■ **Given task**: Edit the lines from the one holding "Target: blue sky" through the end of the material, inclusive, so that "dirt" becomes "soil" and nothing else changes. Leave the pictures out of the answer.
─── Material shown
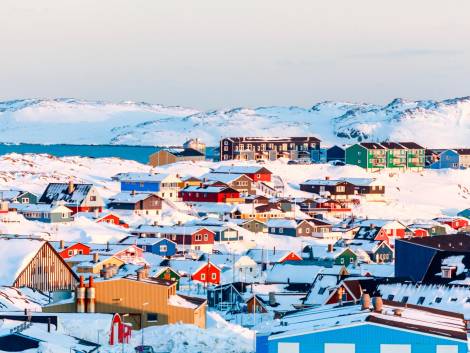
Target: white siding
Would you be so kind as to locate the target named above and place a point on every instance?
(340, 348)
(447, 349)
(287, 347)
(395, 348)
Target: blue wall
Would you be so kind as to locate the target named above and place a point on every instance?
(367, 339)
(145, 186)
(449, 159)
(155, 248)
(412, 260)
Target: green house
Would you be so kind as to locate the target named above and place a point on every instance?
(415, 155)
(368, 155)
(396, 155)
(168, 274)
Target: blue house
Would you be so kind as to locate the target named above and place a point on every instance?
(335, 153)
(387, 327)
(447, 159)
(157, 246)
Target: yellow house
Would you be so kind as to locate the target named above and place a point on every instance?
(94, 263)
(141, 300)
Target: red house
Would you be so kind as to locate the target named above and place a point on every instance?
(69, 251)
(220, 194)
(255, 173)
(77, 197)
(453, 222)
(187, 237)
(346, 292)
(208, 273)
(103, 217)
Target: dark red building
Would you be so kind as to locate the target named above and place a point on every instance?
(219, 194)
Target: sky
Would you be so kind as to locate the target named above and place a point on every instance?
(215, 54)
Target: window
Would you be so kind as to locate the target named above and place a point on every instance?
(395, 348)
(287, 347)
(340, 348)
(152, 317)
(447, 349)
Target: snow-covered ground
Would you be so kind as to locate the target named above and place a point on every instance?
(430, 123)
(410, 196)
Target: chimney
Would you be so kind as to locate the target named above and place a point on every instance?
(365, 301)
(378, 304)
(80, 297)
(272, 299)
(90, 296)
(70, 187)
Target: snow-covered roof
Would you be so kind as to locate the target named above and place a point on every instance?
(223, 178)
(16, 255)
(60, 192)
(145, 177)
(236, 169)
(130, 197)
(292, 273)
(267, 255)
(208, 189)
(422, 320)
(282, 223)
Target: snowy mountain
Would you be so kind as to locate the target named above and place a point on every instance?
(431, 123)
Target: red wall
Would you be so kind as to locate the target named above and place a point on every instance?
(65, 253)
(207, 270)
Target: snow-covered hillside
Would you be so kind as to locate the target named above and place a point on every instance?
(430, 123)
(410, 197)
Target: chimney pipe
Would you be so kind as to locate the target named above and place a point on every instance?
(80, 296)
(90, 296)
(365, 301)
(70, 187)
(272, 298)
(378, 304)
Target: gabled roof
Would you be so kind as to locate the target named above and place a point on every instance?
(392, 145)
(16, 254)
(411, 145)
(144, 177)
(463, 151)
(131, 197)
(209, 189)
(372, 145)
(59, 192)
(234, 169)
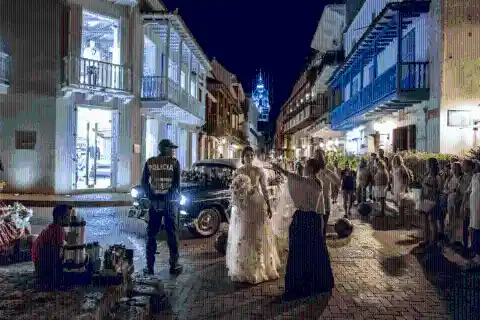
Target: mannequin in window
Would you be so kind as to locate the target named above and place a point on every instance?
(91, 52)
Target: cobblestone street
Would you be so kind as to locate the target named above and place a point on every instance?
(375, 278)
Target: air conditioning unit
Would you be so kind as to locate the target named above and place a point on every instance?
(124, 2)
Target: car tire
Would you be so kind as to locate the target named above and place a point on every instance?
(208, 223)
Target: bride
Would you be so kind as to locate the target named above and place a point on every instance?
(252, 255)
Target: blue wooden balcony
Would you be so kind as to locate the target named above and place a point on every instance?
(5, 72)
(402, 85)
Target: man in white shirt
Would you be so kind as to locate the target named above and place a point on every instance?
(328, 178)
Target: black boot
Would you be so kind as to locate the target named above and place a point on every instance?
(148, 271)
(175, 268)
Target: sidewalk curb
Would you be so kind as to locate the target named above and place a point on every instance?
(74, 203)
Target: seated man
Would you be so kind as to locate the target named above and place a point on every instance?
(47, 249)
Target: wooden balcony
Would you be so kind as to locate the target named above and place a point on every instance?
(382, 96)
(5, 72)
(165, 96)
(85, 75)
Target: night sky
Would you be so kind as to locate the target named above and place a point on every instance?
(247, 35)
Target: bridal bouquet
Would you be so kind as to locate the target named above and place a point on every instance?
(241, 186)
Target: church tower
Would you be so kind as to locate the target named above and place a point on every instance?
(261, 97)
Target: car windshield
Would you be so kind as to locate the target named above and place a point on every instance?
(211, 174)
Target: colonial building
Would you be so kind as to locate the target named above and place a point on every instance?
(173, 89)
(327, 42)
(300, 111)
(407, 78)
(251, 129)
(225, 117)
(261, 97)
(5, 67)
(86, 103)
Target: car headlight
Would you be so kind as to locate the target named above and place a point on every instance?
(183, 200)
(134, 193)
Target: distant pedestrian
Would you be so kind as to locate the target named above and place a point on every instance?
(336, 188)
(372, 166)
(431, 204)
(364, 179)
(380, 188)
(468, 168)
(161, 180)
(348, 188)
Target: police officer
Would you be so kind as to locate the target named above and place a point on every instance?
(161, 180)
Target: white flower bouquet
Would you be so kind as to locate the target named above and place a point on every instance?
(241, 187)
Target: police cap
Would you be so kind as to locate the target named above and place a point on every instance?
(166, 143)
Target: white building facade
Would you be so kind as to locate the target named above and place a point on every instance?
(402, 86)
(71, 119)
(251, 126)
(327, 41)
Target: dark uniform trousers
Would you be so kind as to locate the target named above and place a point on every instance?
(167, 210)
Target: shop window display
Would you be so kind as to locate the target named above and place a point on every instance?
(100, 65)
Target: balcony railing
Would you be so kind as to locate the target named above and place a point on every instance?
(414, 75)
(5, 68)
(153, 89)
(92, 74)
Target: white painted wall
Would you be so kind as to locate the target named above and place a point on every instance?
(329, 33)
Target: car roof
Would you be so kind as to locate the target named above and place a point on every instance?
(234, 163)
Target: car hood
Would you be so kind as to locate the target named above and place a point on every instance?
(187, 186)
(195, 190)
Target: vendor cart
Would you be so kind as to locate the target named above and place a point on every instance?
(15, 230)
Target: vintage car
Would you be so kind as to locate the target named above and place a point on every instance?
(206, 195)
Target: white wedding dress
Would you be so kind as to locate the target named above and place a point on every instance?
(252, 255)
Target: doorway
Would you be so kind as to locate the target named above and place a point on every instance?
(94, 146)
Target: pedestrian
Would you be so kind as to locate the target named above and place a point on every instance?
(453, 219)
(308, 271)
(161, 181)
(381, 156)
(348, 188)
(372, 166)
(336, 187)
(431, 205)
(468, 167)
(381, 182)
(474, 199)
(47, 250)
(364, 179)
(330, 181)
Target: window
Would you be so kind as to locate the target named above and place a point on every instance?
(182, 79)
(355, 86)
(193, 88)
(172, 70)
(408, 47)
(149, 61)
(100, 38)
(371, 73)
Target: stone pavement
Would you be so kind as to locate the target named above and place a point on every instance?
(375, 278)
(79, 200)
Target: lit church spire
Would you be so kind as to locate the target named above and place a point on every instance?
(261, 97)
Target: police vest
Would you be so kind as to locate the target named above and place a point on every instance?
(162, 173)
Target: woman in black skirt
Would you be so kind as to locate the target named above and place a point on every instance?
(309, 272)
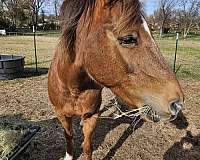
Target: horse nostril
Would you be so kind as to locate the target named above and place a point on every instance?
(175, 107)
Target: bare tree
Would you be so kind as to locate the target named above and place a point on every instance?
(188, 15)
(164, 12)
(35, 6)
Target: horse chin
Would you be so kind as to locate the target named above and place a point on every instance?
(155, 117)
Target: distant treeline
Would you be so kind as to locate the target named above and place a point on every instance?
(19, 14)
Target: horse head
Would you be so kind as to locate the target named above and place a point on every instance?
(119, 52)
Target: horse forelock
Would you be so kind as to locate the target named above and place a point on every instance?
(72, 10)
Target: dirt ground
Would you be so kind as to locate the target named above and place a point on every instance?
(26, 100)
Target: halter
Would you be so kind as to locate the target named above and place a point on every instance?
(135, 114)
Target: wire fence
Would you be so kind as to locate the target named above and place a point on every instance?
(188, 54)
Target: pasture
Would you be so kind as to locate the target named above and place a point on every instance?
(26, 99)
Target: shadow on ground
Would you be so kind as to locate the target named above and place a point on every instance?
(188, 148)
(31, 72)
(50, 142)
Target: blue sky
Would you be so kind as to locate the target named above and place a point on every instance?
(150, 6)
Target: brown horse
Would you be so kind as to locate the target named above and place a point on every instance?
(107, 43)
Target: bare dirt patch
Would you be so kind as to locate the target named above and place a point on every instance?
(27, 100)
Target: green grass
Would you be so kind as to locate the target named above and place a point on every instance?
(188, 55)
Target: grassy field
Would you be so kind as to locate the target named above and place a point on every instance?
(188, 52)
(26, 100)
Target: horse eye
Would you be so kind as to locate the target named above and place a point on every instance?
(128, 40)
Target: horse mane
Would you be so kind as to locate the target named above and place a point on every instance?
(72, 10)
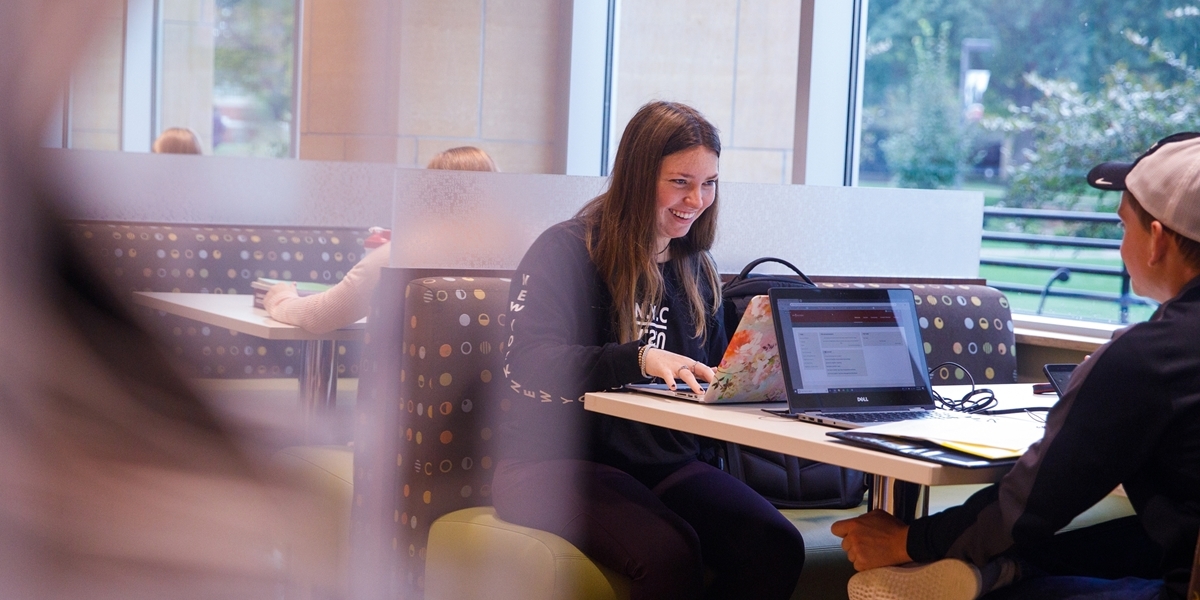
──────
■ **Worked answer**:
Target: blue sky
Would you be so kind as to locate the target named above and place a point on every instance?
(150, 6)
Target: brown horse
Would you be so kind as to locate the target named above and place a point on every instance?
(107, 43)
Target: bare soil patch
Would you be so kind as to locate the target named above and place a point on every instance?
(27, 100)
Target: green grass
Would you be so kind as to locate the target named above and place a point on every instance?
(188, 55)
Target: grassy field
Would you be so kind as to locate the target named above and place a point on every instance?
(188, 52)
(26, 100)
Target: horse eye
Would you be so kind as to locate the target named above and place a point on every instance?
(128, 40)
Target: horse mane
Would you be so kind as to locate the target named above and place a point on every instance?
(72, 10)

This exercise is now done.